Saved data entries

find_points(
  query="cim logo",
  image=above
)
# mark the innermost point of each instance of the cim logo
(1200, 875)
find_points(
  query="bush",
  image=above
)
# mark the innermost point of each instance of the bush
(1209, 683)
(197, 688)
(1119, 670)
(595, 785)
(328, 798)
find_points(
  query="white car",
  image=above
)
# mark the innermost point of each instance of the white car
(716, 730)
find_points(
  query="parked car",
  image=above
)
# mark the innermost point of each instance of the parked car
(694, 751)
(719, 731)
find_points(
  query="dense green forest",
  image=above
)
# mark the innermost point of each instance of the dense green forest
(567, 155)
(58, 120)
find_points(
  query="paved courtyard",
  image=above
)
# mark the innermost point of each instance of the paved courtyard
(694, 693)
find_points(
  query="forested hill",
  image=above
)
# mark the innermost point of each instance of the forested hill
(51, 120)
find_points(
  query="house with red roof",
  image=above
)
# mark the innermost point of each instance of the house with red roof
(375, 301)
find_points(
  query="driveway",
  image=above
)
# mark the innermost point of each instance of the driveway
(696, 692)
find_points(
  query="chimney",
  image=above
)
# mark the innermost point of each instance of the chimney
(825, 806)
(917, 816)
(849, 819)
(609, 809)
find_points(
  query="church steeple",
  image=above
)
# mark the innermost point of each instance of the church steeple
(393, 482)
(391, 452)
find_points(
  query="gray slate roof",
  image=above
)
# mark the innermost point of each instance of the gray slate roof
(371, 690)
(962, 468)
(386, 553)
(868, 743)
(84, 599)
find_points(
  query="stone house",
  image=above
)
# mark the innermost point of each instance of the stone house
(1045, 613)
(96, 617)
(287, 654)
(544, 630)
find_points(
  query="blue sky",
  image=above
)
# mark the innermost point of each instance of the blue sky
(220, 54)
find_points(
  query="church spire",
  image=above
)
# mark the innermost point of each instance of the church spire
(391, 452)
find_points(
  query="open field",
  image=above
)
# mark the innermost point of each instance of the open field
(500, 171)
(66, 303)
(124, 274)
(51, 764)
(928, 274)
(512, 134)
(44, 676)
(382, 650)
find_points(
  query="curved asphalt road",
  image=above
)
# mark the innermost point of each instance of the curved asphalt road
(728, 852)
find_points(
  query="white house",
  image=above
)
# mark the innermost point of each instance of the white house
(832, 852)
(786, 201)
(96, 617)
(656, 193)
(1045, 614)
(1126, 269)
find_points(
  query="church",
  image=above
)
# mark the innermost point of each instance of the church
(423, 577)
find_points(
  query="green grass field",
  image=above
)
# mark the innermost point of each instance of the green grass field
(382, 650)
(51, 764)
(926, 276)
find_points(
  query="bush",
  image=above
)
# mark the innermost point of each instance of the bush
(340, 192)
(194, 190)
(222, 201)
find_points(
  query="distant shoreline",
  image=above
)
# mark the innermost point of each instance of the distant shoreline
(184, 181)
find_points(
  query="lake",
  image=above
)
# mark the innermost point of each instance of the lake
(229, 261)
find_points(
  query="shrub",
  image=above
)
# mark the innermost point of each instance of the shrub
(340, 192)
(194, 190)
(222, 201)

[TASK DETAILS]:
Give back the data above exactly as it appears.

[REPLY TO THE TASK]:
find_points(
  query="cim logo",
  image=above
)
# mark the innermost point of each instance of the cim logo
(1200, 875)
find_points(
  query="bush",
  image=above
)
# mark the innermost point of each instance of the bush
(1209, 683)
(197, 688)
(1119, 670)
(595, 785)
(328, 798)
find_points(
  query="white car",
  image=above
)
# mark the innermost point of each instance of the white car
(716, 730)
find_points(
  query="parked car",
  image=above
)
# mark the innermost point of each instance of the parked car
(694, 751)
(719, 731)
find_points(
  query="dense green forest",
  image=above
)
# mark the innermost point of each instance of the dense green forest
(567, 155)
(58, 120)
find_points(
  query="paved courtyard",
  image=above
)
# mark the innermost point of each instance of the paved courtyard
(694, 693)
find_points(
  query="forested hill",
  image=above
)
# mark the innermost point of each instance of the forested hill
(51, 120)
find_points(
  query="house with red roof",
  image=above
)
# mark the innermost point of each instance of the house with red roof
(375, 301)
find_points(
  query="driveway",
  image=above
)
# mark the innermost point of each instance of the driveway
(696, 692)
find_points(
  query="chimney",
  image=above
)
# mark the innermost point of each instance of the chimney
(825, 806)
(917, 816)
(849, 819)
(609, 809)
find_points(
  query="church steeple",
  image=above
)
# mark the innermost point of each instance of the church steeple
(393, 482)
(391, 452)
find_points(
  query="gray slate roof",
  image=above
)
# mark the innermost point of each instance of the gray slate roof
(371, 690)
(962, 468)
(386, 553)
(868, 743)
(84, 599)
find_points(
  query="stone house",
  image=above
)
# mark the innermost point of each instance of the stone house
(1045, 613)
(96, 617)
(287, 654)
(544, 630)
find_points(
  query="blue sky",
  image=above
)
# mark the innermost point of each instance of the blue sky
(220, 54)
find_points(
  query="church spire",
  image=above
)
# mark the innermost point of each instance of the church spire
(391, 452)
find_points(
  query="open field",
  image=above
)
# mark the innermost point of each instance of the open field
(500, 171)
(66, 303)
(124, 274)
(51, 764)
(928, 274)
(512, 134)
(44, 676)
(382, 650)
find_points(
  query="curved asphalt road",
  image=above
)
# mark the innermost point of each instance of the curved asphalt road
(728, 852)
find_points(
  query="white house",
  image=above
)
# mark the innermost point of each instance of the white house
(832, 852)
(786, 201)
(96, 617)
(656, 193)
(1045, 614)
(1126, 269)
find_points(
  query="church",
  image=above
)
# mark the innermost point of each instance of the church
(423, 577)
find_points(
  query="green grass field",
  image=above
)
# mark the innermost point of each instance of the green grass field
(382, 650)
(51, 764)
(926, 276)
find_points(
  query="bush",
  image=above
)
# mark the innermost point of each instance of the bush
(340, 192)
(194, 190)
(222, 201)
find_points(
  query="distant shoreline",
  image=above
)
# mark the innermost point of each instance of the distant shoreline
(184, 181)
find_points(
  query="lake",
  image=above
)
# mark the innermost point of each instance of the lake
(229, 261)
find_points(
  query="shrub",
  image=above
)
# mark the innermost point of each instance of the shrub
(340, 192)
(194, 190)
(222, 201)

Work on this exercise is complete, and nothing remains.